• **Work instruction**
Rewrite the entries from their start through the line containing "box: [203, 156, 390, 612]", swapping "rough mask" for "coarse mask" and changing nothing else.

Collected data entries
____________
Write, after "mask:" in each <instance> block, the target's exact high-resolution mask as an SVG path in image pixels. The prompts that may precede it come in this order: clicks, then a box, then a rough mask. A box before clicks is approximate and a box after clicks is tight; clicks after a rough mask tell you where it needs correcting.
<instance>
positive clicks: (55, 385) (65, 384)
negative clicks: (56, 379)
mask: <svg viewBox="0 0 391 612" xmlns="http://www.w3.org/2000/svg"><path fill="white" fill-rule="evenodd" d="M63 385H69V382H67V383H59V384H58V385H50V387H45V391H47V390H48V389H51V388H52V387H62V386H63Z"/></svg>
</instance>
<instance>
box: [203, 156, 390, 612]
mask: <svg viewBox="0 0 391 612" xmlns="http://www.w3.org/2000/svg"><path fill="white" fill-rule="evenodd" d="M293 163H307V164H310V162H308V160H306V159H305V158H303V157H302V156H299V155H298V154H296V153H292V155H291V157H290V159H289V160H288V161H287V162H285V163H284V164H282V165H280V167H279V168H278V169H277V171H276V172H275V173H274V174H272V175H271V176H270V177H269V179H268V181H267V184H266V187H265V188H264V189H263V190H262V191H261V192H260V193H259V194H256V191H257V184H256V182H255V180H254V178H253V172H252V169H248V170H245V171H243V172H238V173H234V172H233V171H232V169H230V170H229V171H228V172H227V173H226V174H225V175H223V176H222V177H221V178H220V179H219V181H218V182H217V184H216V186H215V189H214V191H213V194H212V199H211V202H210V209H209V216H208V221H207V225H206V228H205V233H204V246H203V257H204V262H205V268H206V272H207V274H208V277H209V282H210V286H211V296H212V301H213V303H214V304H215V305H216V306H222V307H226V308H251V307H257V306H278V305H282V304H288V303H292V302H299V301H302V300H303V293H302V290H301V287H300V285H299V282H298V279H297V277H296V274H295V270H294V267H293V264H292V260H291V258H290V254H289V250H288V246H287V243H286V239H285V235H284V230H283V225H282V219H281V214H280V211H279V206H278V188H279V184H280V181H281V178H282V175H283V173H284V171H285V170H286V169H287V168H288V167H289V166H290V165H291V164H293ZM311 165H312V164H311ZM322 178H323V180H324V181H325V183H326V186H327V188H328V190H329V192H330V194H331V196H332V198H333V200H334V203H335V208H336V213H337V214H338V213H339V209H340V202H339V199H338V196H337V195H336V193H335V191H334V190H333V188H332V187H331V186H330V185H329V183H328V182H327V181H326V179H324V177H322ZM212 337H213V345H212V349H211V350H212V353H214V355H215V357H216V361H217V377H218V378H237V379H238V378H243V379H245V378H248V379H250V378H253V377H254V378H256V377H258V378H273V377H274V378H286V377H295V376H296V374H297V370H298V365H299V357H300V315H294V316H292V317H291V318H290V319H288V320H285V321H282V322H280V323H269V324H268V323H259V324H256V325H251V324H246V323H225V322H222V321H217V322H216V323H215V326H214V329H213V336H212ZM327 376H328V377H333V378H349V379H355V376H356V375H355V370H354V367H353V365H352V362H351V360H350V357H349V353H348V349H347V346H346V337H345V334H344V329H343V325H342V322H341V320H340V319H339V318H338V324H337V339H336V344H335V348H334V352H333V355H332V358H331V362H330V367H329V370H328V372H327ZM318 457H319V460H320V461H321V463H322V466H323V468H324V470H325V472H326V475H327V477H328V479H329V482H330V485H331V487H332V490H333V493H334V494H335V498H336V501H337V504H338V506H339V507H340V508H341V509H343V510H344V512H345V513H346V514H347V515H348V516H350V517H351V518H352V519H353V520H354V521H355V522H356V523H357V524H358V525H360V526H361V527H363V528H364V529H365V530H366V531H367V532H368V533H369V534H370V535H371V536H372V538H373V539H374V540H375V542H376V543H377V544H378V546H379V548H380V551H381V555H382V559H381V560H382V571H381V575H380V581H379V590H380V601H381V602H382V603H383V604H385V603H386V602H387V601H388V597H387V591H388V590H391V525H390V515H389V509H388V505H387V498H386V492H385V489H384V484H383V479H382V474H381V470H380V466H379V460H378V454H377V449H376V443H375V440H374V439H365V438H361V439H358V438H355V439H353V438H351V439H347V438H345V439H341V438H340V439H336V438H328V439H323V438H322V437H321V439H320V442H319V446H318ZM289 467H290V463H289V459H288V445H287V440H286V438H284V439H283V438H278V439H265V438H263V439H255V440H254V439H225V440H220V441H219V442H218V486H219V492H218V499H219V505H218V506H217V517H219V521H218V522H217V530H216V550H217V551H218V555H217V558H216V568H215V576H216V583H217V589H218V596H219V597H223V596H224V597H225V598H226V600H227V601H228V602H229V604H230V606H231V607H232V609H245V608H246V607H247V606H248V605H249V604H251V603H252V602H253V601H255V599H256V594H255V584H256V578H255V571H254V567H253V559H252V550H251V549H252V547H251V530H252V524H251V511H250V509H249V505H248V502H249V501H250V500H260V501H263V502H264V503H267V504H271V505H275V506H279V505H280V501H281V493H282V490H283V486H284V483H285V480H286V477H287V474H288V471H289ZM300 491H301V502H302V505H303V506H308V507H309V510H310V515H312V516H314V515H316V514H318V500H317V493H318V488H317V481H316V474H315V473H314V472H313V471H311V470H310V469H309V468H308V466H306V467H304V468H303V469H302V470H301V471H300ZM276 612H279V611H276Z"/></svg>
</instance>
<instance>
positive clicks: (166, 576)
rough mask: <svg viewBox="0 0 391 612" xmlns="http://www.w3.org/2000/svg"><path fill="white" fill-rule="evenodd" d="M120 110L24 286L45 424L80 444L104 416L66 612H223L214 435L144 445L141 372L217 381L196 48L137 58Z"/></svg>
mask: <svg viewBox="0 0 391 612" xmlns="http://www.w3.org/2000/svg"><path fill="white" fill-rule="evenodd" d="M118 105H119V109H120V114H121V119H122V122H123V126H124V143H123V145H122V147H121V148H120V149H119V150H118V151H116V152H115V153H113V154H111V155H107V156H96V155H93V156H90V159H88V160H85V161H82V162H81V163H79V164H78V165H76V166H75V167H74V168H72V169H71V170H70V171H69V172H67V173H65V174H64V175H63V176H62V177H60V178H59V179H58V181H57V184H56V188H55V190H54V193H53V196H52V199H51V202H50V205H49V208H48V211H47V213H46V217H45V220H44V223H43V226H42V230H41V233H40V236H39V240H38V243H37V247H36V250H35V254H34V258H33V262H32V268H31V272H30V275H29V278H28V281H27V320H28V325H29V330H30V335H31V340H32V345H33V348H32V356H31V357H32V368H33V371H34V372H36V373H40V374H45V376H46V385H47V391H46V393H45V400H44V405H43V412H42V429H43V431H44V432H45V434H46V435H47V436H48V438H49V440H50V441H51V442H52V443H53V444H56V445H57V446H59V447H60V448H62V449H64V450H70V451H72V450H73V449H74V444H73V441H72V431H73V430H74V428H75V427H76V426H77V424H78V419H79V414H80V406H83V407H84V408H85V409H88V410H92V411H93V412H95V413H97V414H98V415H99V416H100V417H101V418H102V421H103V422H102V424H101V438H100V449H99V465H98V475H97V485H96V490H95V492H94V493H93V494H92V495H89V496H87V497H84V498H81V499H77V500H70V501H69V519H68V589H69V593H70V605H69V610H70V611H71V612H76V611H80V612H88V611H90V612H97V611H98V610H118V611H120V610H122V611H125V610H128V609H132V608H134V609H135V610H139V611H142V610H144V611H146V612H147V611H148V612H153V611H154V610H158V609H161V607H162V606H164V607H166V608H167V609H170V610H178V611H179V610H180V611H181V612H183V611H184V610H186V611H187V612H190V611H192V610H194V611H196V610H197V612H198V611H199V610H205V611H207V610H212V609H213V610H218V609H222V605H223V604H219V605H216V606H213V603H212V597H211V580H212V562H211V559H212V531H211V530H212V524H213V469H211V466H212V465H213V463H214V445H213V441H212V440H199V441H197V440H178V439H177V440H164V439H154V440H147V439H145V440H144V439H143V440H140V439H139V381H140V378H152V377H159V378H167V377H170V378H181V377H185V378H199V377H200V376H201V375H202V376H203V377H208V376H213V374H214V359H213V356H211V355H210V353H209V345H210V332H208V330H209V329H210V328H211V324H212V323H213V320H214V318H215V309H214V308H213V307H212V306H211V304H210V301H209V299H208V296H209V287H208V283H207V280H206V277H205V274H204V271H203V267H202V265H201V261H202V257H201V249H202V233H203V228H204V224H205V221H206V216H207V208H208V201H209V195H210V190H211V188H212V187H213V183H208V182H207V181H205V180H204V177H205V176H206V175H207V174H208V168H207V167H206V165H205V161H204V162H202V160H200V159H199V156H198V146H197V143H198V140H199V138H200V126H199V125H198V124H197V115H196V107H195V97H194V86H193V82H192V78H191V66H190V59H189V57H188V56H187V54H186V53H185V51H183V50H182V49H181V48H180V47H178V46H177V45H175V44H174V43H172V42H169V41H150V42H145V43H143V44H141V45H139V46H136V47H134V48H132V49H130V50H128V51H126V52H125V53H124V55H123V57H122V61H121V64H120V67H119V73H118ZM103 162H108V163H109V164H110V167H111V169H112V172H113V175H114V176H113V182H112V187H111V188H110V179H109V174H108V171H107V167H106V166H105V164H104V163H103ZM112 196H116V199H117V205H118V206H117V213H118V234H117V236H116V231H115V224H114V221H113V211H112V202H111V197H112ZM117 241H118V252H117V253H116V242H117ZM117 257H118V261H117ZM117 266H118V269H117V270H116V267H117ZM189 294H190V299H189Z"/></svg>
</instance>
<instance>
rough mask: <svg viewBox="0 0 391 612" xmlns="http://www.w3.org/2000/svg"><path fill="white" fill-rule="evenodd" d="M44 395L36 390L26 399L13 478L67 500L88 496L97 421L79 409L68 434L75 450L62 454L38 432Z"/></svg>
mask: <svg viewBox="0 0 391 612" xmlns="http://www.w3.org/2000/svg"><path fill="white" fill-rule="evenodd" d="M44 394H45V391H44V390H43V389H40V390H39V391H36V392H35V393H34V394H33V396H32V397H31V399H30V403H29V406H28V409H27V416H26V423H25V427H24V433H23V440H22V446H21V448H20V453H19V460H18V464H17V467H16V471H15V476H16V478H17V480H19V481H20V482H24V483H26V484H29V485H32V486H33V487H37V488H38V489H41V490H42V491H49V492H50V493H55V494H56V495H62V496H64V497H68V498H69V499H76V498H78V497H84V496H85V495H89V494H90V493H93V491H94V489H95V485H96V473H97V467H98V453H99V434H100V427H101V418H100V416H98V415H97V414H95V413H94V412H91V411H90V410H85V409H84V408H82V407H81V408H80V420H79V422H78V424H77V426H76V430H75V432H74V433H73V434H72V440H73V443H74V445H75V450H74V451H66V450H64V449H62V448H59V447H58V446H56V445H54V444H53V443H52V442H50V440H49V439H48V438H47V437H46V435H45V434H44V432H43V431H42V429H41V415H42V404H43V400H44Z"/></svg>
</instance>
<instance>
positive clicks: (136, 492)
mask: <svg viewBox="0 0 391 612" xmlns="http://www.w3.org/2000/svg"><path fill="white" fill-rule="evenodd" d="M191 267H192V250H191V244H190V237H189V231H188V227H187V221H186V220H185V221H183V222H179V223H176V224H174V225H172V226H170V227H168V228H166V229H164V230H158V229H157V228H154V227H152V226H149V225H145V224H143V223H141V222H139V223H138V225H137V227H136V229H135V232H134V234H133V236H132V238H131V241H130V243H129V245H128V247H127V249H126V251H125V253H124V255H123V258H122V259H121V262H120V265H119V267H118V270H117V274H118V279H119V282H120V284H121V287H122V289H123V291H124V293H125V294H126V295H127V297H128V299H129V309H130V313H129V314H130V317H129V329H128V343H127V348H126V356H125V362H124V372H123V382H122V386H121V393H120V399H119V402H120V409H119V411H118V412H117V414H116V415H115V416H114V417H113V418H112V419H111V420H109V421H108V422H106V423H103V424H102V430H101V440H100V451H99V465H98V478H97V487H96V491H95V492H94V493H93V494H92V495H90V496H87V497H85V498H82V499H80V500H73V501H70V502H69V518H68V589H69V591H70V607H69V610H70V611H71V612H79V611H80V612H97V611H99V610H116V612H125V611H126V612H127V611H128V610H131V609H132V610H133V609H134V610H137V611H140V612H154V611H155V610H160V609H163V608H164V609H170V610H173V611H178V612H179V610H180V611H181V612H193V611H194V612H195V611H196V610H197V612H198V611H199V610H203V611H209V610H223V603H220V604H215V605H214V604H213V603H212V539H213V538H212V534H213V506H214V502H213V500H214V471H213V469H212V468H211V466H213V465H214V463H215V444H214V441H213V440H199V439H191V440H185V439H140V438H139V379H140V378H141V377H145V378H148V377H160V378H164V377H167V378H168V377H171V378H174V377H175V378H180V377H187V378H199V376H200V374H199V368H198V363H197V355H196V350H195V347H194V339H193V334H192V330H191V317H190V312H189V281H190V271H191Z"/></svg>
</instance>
____________
• **Task result**
Write, after "mask:" in each <instance> block, the target's exact high-resolution mask as an SVG path in image pixels. The prompts that may precede it come in this order: clicks, then a box, then a coarse mask. A box before clicks is approximate and a box after clicks is tight; clicks after a coarse mask tell you where it needs correcting.
<instance>
positive clicks: (55, 385) (65, 384)
negative clicks: (56, 379)
mask: <svg viewBox="0 0 391 612" xmlns="http://www.w3.org/2000/svg"><path fill="white" fill-rule="evenodd" d="M63 385H69V382H67V383H59V384H58V385H50V387H45V391H47V390H48V389H51V388H52V387H62V386H63Z"/></svg>
</instance>
<instance>
box: [203, 156, 390, 612]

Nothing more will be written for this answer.